Teks Bacaan:
= = = = =

Mohon tunggu...
Agustina Purwantini
Agustina Purwantini Mohon Tunggu... Full Time Blogger - Aktif pula di blog pribadi www.tinbejogja.com

Pada dasarnya full time blogger, sedang belajar jadi content creator, kadang jadi editor naskah, suka buku, serta hobi blusukan ke tempat heritage dan unik.

Selanjutnya

Tutup

Joglosemar Pilihan

Sebenarnya Altara Yogyakarta Itu Ruang Publik Favorit Saya

19 Juli 2022   17:27 Diperbarui: 19 Juli 2022   17:32 451
+
Laporkan Konten
Laporkan Akun
Kompasiana adalah platform blog. Konten ini menjadi tanggung jawab bloger dan tidak mewakili pandangan redaksi Kompas.
Lihat foto
Kenangan KJog di altara tanpa pagar/Dokpri

SAYA tak bakalan lupa keterkejutan saya sore itu, yakni ketika pertama kali melihat kondisi altara Yogyakarta yang telah dikelilingi pagar besi tinggi. Yeah? Kalau boleh jujur, saya bahkan sedikit syok sebab merasa amat kehilangan. 

Tak jadi soal jika Anda sekalian menganggap saya bersikap lebay alias mendramatisir. Akan tetapi, itulah yang sesungguhnya terjadi. Terlebih bermain-main di hamparan rumput altara (alun alun utara) termasuk salah satu rencana saya setelah aturan PPKM diperlonggar. 

Perlu diketahui bahwa sebelum pandemi Covid-19 melanda, altara belum berpagar. Itulah sebabnya saya terkejut ketika tahu-tahu sudah berpagar. Tepat persis saat saya berkesempatan kembali melihat dunia luar. 

Ibarat berniat mengunjungi seseorang yang amat dirindukan, ternyata begitu ada waktu untuk berkunjung, kok di rumahnya malah sedang berlangsung resepsi pernikahannya? Bagaimanapun hal demikian berpotensi bikin syok 'kan?

= = = = =

Yang Diharapkan: Lanjutkan teks bacaan di atas tentang alun-alun utara Yogyakarta yang kini berpagar, mulai setelah kalimat terakhirnya. Data di bawah ini berasal dari sumber lain, bukan dari teks bacaan.

Data yang Diberikan:
= = = = =

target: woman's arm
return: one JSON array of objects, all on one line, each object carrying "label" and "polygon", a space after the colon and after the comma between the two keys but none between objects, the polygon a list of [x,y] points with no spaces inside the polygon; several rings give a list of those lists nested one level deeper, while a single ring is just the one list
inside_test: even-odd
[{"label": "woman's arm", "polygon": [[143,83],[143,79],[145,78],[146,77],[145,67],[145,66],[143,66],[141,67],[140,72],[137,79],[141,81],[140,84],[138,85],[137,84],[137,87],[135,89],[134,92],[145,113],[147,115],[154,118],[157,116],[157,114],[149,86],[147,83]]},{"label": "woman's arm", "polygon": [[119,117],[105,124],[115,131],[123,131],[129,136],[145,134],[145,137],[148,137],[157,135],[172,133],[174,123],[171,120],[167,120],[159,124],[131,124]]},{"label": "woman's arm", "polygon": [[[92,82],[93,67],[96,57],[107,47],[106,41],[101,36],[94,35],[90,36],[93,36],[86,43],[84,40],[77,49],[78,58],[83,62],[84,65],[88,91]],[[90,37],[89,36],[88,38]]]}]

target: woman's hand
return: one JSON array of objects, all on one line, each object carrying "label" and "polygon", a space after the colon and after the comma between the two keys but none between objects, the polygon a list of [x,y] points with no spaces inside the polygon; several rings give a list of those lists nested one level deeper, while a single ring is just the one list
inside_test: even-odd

= = = = =

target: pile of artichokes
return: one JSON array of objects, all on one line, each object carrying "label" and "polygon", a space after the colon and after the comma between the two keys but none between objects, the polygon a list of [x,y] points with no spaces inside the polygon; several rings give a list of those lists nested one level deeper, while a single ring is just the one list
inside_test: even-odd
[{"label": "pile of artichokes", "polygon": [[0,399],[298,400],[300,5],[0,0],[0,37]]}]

= = = = =

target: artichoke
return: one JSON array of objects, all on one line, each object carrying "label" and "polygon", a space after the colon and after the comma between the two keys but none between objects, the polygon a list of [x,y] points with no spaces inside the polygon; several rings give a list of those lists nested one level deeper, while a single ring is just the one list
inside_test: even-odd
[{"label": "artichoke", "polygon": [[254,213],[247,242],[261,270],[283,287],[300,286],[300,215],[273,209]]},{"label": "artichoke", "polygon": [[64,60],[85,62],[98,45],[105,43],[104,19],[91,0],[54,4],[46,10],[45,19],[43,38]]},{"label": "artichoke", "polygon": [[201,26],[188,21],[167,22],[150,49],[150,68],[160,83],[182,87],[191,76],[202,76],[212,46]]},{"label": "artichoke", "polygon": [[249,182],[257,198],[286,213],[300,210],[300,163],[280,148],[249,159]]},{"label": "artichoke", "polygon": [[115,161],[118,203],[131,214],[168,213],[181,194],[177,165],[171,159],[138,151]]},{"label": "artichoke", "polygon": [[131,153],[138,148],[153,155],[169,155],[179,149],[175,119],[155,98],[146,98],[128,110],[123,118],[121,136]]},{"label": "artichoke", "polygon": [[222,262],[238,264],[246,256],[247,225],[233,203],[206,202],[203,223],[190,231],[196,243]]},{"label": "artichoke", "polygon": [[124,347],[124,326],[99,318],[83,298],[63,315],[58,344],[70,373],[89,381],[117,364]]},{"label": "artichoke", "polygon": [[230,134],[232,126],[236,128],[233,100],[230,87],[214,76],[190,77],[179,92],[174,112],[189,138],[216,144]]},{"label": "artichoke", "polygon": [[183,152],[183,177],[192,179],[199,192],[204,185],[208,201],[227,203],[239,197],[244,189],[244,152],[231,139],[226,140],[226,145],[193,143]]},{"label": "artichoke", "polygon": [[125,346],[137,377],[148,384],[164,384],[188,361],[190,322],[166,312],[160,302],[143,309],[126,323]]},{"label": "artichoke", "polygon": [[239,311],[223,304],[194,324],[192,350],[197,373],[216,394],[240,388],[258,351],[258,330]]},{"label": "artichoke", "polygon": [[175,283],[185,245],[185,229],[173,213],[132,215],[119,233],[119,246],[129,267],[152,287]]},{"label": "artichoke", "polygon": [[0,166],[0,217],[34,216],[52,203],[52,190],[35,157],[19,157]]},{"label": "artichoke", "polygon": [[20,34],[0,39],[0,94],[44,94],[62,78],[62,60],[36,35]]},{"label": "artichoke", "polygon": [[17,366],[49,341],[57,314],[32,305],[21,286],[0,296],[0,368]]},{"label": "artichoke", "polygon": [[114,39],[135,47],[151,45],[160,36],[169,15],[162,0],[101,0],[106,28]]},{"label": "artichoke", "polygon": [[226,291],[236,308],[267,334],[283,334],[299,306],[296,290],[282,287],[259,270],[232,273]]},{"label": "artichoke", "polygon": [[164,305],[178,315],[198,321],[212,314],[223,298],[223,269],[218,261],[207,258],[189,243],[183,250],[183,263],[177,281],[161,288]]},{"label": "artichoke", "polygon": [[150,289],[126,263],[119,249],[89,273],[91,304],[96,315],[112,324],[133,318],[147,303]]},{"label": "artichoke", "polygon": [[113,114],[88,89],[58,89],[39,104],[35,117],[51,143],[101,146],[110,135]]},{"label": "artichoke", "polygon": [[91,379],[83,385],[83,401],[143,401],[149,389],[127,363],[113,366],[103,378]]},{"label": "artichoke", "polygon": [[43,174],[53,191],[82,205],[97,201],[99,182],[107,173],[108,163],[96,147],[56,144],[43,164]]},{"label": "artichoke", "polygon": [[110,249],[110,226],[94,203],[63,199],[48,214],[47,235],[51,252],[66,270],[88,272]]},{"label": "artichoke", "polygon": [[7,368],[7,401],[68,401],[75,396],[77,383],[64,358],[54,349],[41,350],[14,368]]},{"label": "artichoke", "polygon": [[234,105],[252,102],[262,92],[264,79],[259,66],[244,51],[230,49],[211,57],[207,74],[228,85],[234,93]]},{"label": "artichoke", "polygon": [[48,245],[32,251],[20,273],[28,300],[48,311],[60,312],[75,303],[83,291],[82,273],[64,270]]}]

= = = = =

Jawaban yang Diharapkan:
Gumam saya tatkala itu, "Yaelah! Ini sih seiring datangnya pandemi, hilanglah ruang publik kami." 


Mungkin tak pantas saya merasa kehilangan altara. Toh altara bukanlah milik saya. Saya ini hanya penggunanya. Namun, perasaan tak dapat didustai. Rasa syok akibat kehilangan altara tersebut valid adanya. 

Maklumlah. Ada terlalu banyak kenangan yang tersimpan di altara tersebut. Seiring dengan deretan tahun yang terlewati. 

Iya. Altara Yogyakarta adalah ruang publik favorit saya. Pastilah bagi orang-orang lain juga. Terutama bagi mereka yang rutin memanfaatkannya sebagai ruang publik. Terkhusus mereka yang bertempat tinggal di sekitarnya seperti saya. 

Betapa tidak menjadi favorit, jika lokasinya saja amat strategis plus bisa diakses gratis? Berada di pusat kota banget. 

Dekat dengan Malioboro, kawasan Titik Nol, Masjid Gedhe Kraton, dan Kraton Yogyakarta Hadiningrat. Bahkan sesungguhnya, altara memang halaman depan Kraton Yogyakarta Hadiningrat. 

Nongkrong di altara adalah pilihan jitu untuk refreshing hemat. Tak perlu beli tiket masuk. Asalkan tidak tergiur untuk beli jjanan dari kedai-kedai atau penjual asongan yang ada di sekitarnya, pastilah pula tak perlu keluar duit sepeser pun. 

Alhasil, hati riang dan pikiran beranjak ringan tanpa terbebani ongkos vakansi. Tak pula terbebani rasa sungkan manakala berlama-lama nongkrong di situ. Beda sekali jikalau nongkrong di sebuah kedai makanan/minuman. 

TIGA ALASAN SUKA 

Ada tiga alasan yang membuat saya jatuh cinta kepada altara. Yang menjadikannya ruang publik favorit saya, selain alasan lokasinya yang dekat rumah. 

Pertama, dekat masjid. 

Posisi dekat masjid ini sangat kondusif. Kita dapat nongkrong di situ seharian tanpa kesulitan cari tempat untuk salat. Jika memang mau, salat bahkan dapat dilakukan secara tepat waktu secara berjamaah. Begitu terdengar azan, toh tinggal bergegas menuju masjid. 

Kedua, lokasi mudah dicari. 

Tak dapat dibantah bahwa lokasi altara mudah dicari. Termasuk oleh kaum wisatawan yang tak hafal lika-liku Yogyakarta sekalipun. Itulah sebabnya saya kerap menjadikannya titik kumpul/titik pertemuan, jika ada teman luar kota datang ke Yogyakarta. 

Ketiga, bisa menjadi jalan pintas.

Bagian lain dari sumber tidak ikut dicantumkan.